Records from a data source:
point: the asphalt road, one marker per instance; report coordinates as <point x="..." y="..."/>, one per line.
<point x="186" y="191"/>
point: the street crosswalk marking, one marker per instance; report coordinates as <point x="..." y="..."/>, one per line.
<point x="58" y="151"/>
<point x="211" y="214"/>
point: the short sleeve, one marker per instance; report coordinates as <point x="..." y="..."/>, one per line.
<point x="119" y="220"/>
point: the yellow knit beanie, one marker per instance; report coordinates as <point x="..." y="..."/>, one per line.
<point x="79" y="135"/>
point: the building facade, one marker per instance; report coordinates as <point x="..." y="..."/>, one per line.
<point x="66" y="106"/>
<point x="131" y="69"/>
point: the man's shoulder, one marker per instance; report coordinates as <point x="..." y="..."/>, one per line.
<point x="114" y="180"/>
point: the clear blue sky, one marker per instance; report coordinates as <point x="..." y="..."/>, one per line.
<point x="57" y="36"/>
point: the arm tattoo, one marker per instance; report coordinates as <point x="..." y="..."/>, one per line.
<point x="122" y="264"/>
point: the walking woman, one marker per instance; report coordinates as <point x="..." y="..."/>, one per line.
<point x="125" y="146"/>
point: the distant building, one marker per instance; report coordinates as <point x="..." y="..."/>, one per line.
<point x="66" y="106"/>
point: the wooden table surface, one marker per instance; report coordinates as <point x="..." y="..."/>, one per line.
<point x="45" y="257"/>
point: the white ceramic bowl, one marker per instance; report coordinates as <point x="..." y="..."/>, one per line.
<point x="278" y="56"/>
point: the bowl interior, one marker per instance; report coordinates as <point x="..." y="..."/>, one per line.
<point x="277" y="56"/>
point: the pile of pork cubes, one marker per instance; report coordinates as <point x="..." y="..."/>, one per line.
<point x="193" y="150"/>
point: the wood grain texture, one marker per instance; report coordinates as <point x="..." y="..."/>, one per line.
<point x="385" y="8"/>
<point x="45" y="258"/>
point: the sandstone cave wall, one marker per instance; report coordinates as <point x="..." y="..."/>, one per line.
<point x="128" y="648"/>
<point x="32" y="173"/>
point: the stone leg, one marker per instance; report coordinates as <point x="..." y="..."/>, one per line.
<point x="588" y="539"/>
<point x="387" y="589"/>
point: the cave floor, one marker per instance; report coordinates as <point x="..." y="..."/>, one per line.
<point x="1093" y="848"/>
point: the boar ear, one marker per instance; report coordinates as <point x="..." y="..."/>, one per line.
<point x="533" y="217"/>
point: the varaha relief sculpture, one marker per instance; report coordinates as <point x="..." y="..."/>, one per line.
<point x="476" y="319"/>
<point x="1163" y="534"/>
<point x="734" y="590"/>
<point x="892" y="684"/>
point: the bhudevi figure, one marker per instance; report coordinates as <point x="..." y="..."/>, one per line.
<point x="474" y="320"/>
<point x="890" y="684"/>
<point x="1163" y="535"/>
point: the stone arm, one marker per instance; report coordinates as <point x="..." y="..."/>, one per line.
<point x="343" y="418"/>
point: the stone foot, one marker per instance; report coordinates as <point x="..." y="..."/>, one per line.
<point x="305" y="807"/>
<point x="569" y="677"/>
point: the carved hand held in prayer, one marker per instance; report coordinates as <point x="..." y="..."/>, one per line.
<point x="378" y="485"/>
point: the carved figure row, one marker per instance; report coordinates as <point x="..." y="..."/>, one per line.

» **The request**
Reproduce only those lines of the entries above that run from the line with "point: the boar" to the final line.

» **Result for this exercise**
point: the boar ear, one marker per instance; report coordinates as <point x="..." y="..."/>, one per line.
<point x="533" y="217"/>
point: the varaha relief sculpture, one marker per instance; report coordinates as <point x="..." y="..."/>, one per line.
<point x="476" y="319"/>
<point x="1163" y="534"/>
<point x="734" y="590"/>
<point x="892" y="684"/>
point: the bhudevi figure, one marker per instance; report coordinates as <point x="..." y="..."/>, one per line.
<point x="474" y="320"/>
<point x="890" y="684"/>
<point x="1163" y="535"/>
point: the stone arm, one marker per instance; report coordinates as <point x="..." y="..."/>, one per line.
<point x="343" y="418"/>
point: the stone foot, one marker per instance; report coordinates as <point x="..." y="..."/>, one per line.
<point x="305" y="807"/>
<point x="569" y="677"/>
point: the carved hand held in prayer, one marker per instance; report coordinates as <point x="..." y="..."/>, one per line.
<point x="378" y="485"/>
point: the carved figure row, one marker per instance; report coordinates as <point x="..." y="..."/>, one per line.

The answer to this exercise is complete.